Location identification items:

-- -- --

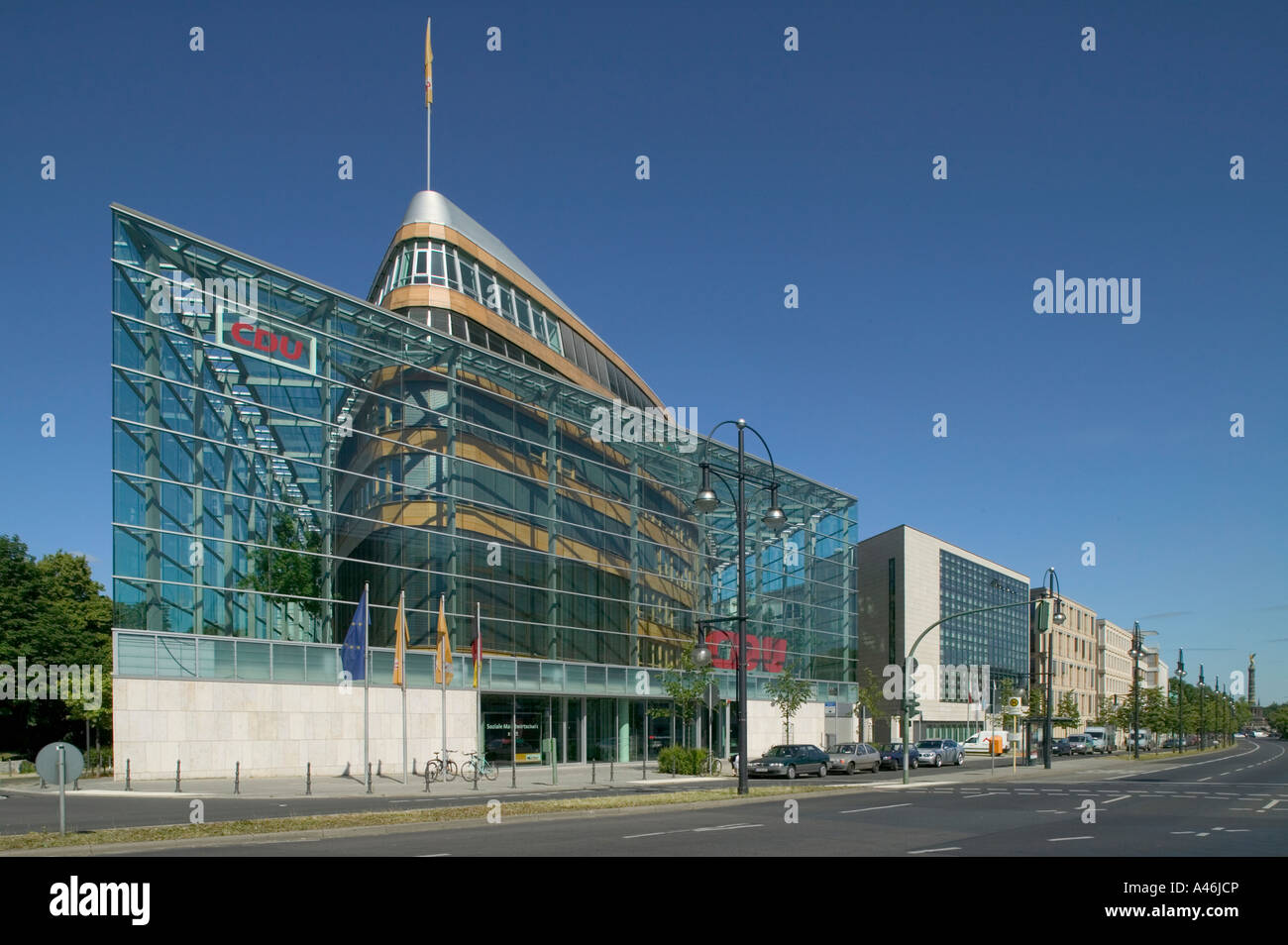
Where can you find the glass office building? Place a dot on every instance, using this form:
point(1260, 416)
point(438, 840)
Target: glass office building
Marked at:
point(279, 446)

-- -- --

WHAT THE TASK REQUIRES: Rewrite the material above, putting "Placed at" wherever "Marked at" appears and keeping everything else the same. Leave out the pictures.

EXERCISE RESULT:
Where can you find the glass office building? Place a dot on every instance, using this form:
point(1260, 416)
point(438, 840)
Target: glass office building
Placed at:
point(279, 446)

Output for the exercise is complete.